Exercise description -
How many lines in the records below contain the string "recycling"? Reply with the number only.

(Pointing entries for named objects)
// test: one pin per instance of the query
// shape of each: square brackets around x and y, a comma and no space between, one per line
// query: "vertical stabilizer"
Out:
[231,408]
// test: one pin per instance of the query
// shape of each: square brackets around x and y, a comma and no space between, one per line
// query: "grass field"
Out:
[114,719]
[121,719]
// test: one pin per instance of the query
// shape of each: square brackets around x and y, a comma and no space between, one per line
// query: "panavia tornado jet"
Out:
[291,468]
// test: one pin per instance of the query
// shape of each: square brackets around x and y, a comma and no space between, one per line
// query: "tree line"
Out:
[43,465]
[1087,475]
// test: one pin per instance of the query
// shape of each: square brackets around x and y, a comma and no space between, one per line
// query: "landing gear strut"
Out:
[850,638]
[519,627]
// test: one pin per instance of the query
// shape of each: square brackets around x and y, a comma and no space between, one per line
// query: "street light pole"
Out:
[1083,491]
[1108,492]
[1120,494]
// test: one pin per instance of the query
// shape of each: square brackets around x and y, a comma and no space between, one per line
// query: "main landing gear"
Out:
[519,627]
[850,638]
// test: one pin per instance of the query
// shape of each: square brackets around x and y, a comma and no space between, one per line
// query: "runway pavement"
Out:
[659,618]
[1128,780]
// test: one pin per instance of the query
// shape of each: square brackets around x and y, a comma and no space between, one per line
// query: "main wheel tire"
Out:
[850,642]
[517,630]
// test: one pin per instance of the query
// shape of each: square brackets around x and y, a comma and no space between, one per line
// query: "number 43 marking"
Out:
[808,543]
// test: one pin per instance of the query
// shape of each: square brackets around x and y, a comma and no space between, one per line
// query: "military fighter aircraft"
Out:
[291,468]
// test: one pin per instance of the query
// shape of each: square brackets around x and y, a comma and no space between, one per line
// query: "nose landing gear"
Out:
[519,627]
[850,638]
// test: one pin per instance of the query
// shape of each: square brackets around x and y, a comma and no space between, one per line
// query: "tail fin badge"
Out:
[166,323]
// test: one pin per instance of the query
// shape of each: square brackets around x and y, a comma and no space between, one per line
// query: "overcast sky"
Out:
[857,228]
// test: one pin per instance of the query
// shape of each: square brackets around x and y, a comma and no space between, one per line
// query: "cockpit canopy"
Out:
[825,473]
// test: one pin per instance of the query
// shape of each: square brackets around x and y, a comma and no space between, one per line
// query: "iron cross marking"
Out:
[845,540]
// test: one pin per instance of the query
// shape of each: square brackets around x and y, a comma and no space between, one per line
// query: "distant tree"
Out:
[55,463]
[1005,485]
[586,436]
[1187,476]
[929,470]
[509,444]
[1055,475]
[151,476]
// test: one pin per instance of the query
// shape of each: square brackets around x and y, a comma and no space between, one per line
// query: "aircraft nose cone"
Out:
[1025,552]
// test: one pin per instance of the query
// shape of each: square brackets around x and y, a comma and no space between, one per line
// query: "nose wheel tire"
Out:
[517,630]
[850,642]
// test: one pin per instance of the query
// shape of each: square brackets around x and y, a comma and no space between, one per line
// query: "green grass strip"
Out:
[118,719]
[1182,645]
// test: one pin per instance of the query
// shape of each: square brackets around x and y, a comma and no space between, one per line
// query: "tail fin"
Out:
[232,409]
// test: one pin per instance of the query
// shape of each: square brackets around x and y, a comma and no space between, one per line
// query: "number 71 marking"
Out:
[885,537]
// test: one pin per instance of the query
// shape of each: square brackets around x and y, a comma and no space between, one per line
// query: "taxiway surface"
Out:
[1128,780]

...

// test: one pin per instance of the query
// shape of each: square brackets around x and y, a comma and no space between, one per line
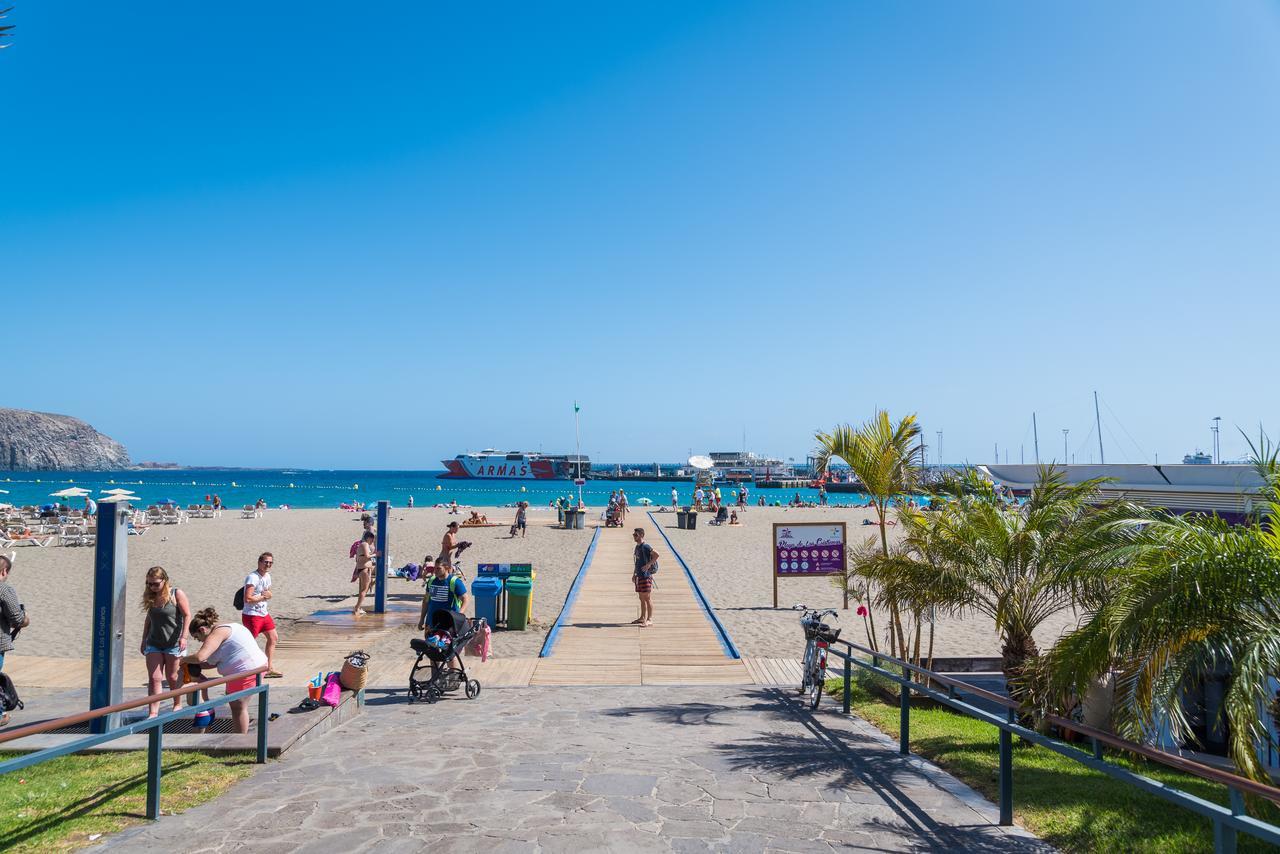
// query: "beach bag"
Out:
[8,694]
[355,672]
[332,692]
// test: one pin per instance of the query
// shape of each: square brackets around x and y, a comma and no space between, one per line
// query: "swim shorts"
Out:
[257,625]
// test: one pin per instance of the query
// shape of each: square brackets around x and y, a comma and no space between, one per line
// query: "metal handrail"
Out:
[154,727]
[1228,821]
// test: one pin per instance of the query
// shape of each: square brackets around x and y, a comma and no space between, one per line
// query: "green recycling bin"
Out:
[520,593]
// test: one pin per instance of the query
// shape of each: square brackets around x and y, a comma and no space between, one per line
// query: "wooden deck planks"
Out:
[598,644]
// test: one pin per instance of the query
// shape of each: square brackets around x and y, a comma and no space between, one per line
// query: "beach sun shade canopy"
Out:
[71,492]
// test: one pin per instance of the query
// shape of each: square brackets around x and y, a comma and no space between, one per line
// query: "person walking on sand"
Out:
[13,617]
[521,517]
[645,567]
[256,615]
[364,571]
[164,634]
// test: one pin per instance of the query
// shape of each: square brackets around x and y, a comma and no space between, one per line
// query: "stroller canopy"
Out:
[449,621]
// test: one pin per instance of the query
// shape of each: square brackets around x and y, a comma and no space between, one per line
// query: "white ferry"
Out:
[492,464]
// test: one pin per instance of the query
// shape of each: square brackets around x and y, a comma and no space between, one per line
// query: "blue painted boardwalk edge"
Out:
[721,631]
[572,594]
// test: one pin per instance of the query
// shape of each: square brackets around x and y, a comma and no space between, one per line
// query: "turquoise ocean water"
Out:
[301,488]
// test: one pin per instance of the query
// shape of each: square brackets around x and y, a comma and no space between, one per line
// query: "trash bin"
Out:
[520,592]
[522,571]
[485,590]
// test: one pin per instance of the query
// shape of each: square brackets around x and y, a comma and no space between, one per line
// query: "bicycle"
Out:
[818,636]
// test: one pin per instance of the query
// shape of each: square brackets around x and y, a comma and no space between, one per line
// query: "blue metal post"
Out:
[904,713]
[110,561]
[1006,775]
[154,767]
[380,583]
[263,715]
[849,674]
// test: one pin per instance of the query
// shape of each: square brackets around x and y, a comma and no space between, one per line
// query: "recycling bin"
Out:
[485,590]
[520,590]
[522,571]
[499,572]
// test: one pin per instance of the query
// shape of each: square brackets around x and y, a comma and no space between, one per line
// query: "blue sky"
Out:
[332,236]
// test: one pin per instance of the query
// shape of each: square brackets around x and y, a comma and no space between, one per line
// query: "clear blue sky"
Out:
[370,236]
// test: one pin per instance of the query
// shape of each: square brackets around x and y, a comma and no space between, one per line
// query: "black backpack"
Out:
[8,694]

Worked solution -
2